■ Activity:
Look through the lines below for the word "theater", and copy every line that has it.

Photo-based referring expression data:
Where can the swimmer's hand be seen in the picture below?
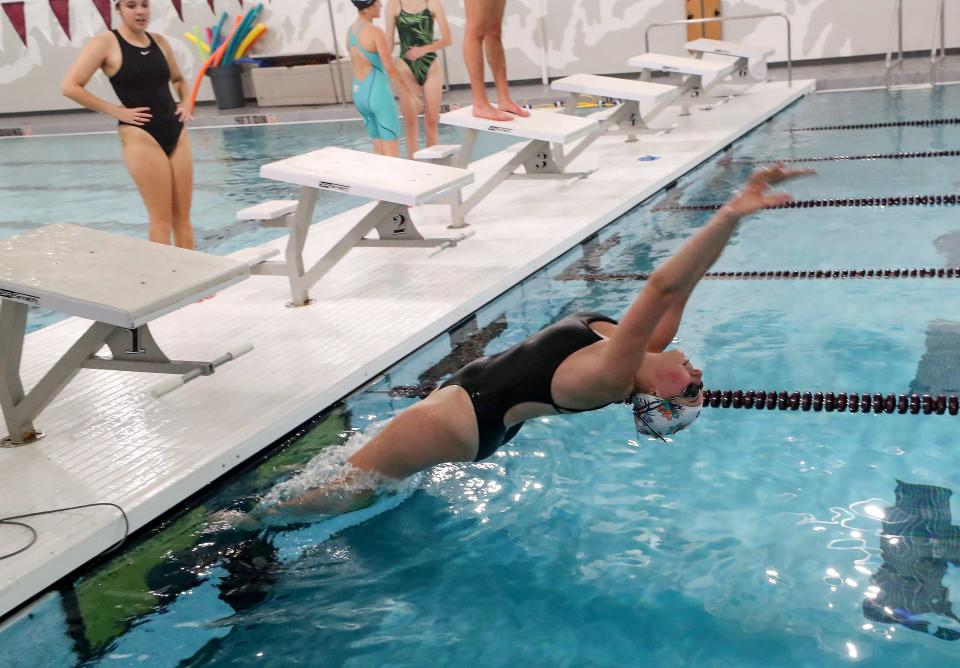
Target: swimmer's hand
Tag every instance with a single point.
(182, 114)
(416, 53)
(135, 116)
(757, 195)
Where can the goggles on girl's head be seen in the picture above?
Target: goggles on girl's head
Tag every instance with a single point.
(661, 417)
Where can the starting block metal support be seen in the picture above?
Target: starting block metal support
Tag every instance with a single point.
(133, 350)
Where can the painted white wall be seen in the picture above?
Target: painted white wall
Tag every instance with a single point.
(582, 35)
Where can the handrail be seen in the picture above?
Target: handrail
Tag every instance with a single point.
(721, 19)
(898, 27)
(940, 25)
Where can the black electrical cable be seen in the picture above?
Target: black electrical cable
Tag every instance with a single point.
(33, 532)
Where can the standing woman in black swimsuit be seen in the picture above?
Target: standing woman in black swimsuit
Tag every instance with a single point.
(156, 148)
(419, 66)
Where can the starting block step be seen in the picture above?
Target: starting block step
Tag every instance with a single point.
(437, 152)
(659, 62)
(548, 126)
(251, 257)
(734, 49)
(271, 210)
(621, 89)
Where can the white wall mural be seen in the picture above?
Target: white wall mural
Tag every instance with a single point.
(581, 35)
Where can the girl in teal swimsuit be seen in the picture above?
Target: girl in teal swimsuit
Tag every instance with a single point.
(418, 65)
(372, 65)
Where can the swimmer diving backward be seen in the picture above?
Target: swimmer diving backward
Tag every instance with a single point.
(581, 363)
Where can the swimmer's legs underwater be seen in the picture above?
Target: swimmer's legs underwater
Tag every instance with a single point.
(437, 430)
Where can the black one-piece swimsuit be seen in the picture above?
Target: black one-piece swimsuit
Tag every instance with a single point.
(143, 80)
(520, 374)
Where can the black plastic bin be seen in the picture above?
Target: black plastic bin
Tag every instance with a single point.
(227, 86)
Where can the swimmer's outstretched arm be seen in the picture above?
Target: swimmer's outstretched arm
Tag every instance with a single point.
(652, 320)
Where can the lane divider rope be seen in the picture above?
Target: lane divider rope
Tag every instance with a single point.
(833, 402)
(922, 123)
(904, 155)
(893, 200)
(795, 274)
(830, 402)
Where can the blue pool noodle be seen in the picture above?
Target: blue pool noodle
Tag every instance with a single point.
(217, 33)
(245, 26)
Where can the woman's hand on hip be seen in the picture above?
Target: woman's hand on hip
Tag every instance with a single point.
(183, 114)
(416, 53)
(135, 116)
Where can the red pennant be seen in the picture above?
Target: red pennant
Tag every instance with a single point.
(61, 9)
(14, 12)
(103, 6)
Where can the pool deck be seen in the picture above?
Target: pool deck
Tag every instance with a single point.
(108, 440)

==

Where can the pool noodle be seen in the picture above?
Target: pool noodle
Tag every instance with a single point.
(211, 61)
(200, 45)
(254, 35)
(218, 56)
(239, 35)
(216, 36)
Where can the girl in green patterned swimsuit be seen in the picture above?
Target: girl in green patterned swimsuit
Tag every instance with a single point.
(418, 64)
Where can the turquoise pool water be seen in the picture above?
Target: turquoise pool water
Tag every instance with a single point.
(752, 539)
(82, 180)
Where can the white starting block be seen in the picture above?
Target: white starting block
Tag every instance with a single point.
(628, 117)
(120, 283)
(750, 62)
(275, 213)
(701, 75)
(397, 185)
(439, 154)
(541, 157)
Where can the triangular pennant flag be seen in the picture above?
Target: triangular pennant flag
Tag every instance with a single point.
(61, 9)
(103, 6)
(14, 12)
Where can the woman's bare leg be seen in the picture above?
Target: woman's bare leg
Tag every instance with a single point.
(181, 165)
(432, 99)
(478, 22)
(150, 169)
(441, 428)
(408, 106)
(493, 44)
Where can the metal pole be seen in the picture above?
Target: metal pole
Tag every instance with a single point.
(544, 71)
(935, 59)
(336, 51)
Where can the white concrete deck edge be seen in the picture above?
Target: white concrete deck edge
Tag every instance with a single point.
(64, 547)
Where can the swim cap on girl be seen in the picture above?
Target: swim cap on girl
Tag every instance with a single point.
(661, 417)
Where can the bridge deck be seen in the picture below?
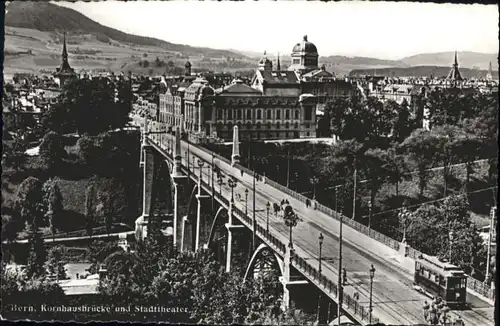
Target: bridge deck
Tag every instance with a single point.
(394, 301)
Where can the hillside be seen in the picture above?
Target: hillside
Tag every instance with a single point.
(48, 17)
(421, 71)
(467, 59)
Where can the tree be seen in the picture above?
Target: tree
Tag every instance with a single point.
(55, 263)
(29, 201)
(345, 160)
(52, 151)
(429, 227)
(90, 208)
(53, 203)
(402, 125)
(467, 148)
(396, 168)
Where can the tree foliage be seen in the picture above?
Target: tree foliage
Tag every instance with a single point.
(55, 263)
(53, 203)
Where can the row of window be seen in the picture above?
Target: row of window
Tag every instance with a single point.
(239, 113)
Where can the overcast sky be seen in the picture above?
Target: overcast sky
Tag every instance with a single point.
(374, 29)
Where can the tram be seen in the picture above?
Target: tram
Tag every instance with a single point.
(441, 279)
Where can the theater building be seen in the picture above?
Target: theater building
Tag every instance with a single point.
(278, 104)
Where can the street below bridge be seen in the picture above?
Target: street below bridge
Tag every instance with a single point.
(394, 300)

■ Output:
Where can the theater building be seen in the picture above?
Target: theater building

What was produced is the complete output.